#### SOURCE DATA
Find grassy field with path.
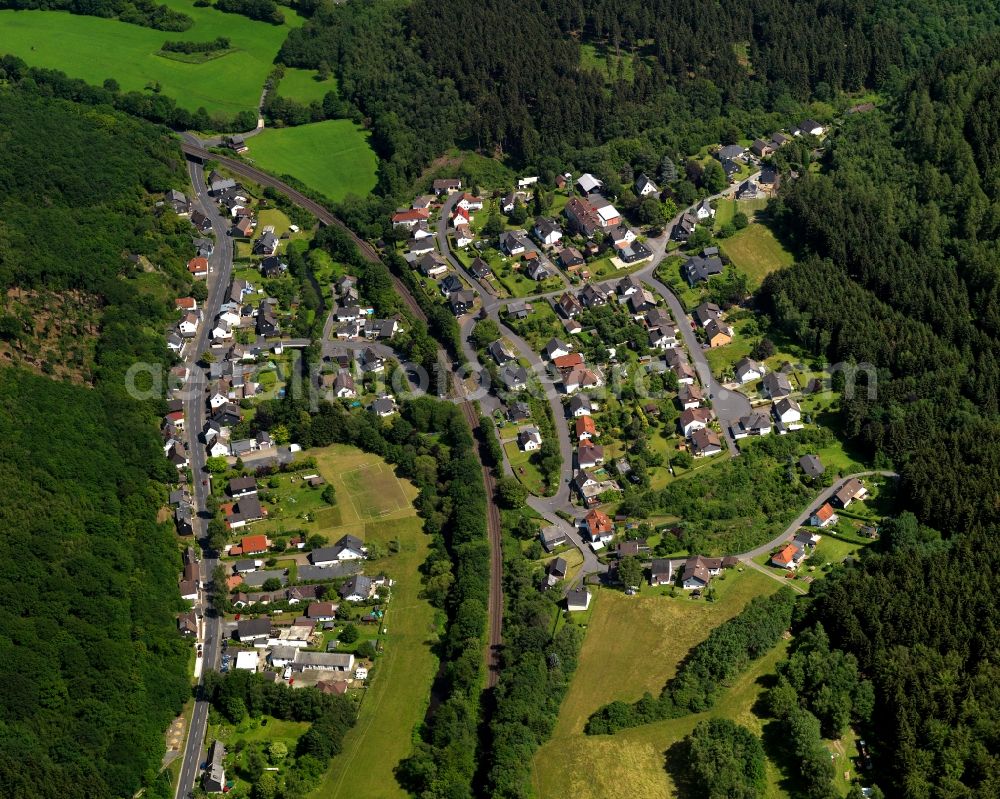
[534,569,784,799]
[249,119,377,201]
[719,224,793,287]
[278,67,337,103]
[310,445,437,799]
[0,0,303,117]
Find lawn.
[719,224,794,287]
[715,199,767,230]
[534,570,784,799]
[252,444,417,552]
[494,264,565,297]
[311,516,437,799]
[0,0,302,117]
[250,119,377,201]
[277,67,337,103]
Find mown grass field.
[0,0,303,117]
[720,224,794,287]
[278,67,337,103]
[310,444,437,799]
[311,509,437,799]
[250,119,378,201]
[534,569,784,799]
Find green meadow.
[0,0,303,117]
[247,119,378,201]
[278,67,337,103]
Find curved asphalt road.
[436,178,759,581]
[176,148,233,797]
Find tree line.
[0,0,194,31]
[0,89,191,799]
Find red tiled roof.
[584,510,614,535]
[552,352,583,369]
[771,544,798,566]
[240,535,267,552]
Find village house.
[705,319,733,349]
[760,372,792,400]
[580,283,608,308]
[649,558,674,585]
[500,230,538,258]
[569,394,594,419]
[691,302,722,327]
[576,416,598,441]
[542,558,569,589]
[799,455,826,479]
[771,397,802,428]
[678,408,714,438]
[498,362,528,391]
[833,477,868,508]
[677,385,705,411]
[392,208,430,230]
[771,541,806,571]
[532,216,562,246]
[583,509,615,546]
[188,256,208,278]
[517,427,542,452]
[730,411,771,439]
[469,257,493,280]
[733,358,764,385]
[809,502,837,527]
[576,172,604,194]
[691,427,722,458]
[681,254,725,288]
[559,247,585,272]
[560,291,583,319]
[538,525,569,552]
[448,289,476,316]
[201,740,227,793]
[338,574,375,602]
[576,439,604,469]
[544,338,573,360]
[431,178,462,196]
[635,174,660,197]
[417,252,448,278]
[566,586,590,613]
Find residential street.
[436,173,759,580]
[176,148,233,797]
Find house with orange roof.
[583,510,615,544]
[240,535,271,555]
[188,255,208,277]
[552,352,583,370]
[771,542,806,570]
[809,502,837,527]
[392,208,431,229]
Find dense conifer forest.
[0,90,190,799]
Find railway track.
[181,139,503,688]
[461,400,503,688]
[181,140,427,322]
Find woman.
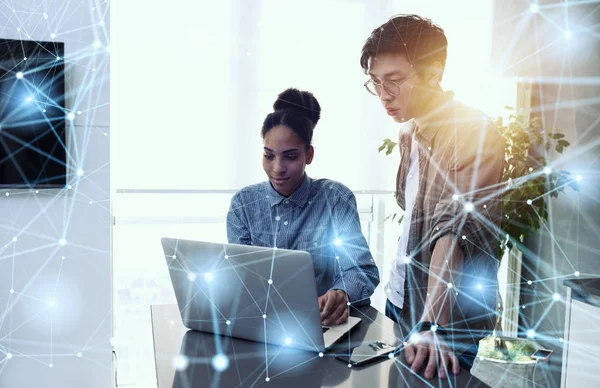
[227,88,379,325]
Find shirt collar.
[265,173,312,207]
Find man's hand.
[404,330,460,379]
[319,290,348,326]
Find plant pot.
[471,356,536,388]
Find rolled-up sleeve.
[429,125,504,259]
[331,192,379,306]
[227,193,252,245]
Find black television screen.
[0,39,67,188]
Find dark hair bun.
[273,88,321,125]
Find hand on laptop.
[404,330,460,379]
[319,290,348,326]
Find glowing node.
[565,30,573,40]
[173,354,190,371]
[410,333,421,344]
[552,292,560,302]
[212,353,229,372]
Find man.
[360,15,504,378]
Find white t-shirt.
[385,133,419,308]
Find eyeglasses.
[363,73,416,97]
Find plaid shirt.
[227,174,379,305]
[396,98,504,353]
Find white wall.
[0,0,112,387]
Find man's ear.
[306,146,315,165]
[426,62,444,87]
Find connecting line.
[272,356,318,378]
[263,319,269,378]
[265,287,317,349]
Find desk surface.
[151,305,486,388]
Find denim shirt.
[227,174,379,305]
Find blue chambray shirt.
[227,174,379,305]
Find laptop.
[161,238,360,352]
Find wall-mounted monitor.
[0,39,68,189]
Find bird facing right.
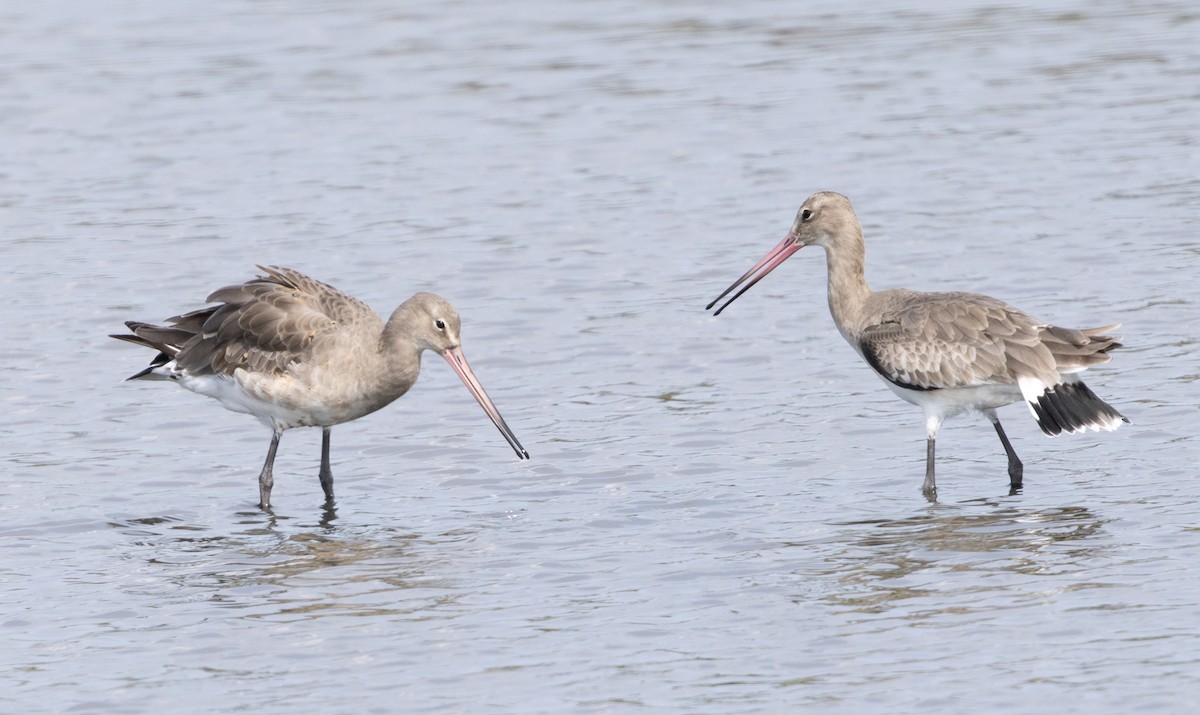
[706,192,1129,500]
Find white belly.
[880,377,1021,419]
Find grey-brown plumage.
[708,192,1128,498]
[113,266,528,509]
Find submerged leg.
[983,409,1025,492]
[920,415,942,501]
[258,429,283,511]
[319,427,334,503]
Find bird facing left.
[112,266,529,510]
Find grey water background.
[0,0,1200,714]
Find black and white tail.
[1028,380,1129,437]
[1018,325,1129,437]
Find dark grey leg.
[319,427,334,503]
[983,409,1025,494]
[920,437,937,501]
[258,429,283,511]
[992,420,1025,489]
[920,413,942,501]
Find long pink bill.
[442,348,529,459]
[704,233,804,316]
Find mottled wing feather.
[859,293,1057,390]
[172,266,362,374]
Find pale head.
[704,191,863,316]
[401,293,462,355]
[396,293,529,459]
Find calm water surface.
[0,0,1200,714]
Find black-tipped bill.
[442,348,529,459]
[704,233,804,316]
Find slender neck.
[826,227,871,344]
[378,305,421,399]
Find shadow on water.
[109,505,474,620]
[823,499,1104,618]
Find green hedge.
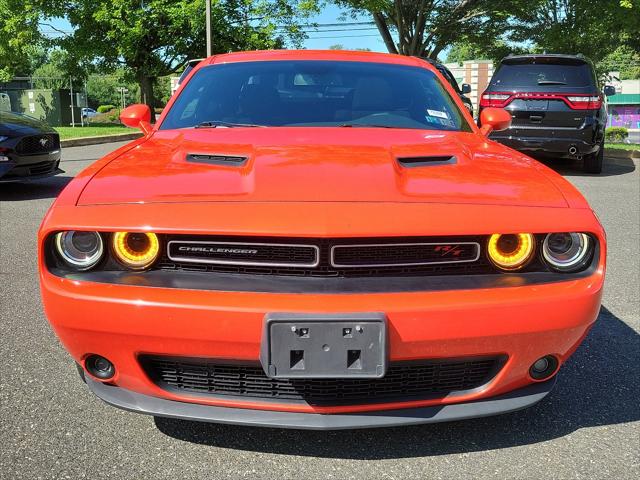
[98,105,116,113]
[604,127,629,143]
########
#### SOURCE DATA
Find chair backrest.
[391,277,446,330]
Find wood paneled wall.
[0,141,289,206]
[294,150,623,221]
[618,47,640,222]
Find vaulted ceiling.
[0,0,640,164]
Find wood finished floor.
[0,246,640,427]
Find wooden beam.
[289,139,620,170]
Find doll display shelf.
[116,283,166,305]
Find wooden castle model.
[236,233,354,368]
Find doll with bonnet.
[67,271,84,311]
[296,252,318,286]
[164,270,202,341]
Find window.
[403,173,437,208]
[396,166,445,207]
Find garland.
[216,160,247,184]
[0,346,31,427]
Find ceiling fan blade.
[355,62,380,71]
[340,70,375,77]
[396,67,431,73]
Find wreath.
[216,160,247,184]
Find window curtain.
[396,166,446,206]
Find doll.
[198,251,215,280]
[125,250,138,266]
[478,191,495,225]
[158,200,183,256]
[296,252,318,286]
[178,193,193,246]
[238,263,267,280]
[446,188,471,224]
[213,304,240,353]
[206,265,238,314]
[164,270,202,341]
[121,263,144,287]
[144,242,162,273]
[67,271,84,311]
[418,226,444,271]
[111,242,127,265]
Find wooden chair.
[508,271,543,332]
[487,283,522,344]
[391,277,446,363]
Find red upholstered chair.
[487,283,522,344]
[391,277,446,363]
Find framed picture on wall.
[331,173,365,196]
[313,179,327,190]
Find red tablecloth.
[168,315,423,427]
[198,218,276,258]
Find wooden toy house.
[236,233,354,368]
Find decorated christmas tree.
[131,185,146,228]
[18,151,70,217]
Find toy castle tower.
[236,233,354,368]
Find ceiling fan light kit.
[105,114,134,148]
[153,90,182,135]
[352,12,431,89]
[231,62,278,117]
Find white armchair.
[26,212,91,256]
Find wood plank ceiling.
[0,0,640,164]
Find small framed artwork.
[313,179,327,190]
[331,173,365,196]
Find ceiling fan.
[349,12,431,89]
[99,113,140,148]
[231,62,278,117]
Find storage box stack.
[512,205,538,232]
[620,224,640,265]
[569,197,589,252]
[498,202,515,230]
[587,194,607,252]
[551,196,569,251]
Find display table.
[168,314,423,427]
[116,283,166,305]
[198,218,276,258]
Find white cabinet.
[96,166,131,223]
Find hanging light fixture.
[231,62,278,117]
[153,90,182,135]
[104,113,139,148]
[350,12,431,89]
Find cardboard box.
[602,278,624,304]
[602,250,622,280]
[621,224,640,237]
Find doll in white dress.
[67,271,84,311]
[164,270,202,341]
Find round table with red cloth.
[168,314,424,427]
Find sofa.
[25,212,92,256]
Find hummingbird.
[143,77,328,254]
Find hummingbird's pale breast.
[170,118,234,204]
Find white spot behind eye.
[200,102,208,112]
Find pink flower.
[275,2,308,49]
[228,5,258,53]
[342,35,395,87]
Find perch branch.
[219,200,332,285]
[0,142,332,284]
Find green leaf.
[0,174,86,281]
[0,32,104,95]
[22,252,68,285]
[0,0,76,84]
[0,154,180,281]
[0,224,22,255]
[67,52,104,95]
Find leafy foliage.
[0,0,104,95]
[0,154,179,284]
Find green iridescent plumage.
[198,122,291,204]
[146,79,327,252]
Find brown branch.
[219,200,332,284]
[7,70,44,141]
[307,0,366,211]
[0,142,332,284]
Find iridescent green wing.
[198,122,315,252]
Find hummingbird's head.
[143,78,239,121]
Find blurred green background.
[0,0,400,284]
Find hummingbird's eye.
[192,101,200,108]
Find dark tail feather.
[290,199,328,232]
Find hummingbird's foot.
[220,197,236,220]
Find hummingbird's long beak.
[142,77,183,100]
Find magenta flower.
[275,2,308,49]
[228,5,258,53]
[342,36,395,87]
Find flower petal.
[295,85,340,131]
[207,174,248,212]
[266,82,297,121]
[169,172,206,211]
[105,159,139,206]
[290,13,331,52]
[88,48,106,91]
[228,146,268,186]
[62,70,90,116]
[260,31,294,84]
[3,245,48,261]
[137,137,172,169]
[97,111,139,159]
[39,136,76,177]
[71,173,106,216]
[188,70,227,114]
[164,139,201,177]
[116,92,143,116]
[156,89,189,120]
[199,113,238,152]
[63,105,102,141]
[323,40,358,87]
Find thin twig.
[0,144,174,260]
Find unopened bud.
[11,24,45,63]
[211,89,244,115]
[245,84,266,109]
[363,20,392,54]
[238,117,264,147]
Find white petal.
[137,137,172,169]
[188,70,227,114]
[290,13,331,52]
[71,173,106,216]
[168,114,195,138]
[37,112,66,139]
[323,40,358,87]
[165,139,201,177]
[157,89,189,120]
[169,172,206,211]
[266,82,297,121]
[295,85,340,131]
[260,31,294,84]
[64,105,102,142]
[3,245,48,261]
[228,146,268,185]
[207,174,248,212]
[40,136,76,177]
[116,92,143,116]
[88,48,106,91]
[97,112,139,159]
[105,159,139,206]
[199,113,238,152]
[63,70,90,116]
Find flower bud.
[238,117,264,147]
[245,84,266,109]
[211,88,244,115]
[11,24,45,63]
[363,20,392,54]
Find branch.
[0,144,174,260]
########
#### SOURCE DATA
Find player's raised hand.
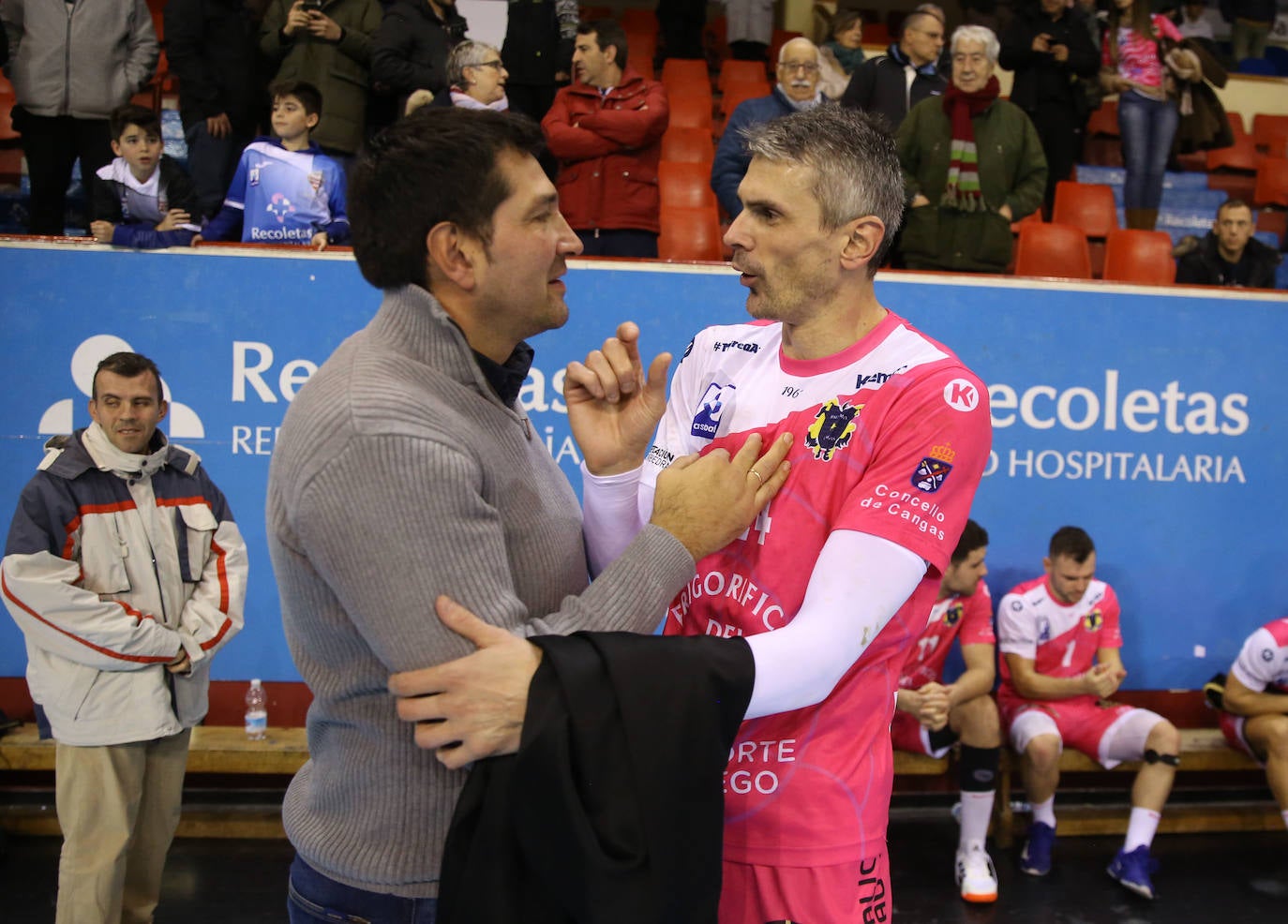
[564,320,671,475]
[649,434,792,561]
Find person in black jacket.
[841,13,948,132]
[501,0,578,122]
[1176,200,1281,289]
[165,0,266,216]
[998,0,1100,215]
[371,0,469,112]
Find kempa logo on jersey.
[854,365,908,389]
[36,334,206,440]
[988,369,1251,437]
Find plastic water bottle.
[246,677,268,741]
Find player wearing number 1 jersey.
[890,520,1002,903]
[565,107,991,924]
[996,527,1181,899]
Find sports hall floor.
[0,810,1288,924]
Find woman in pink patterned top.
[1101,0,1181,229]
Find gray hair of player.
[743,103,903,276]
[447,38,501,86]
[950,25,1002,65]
########
■ WHAT YOU ARE ASKED TO DO:
Quote the material above verbatim, starting at the line that contains "Find blue chambray shirt." and ending at the line that contains "[113,266,528,509]". Leave the pictures out of your answer.

■ WRITTEN REPLY:
Find blue chambray shirt.
[227,174,379,305]
Find laptop.
[161,238,360,352]
Find wall-mounted monitor.
[0,39,68,189]
Find bird facing right.
[706,192,1129,500]
Find white belly.
[880,377,1021,419]
Find grey-brown plumage.
[708,192,1128,498]
[113,266,528,509]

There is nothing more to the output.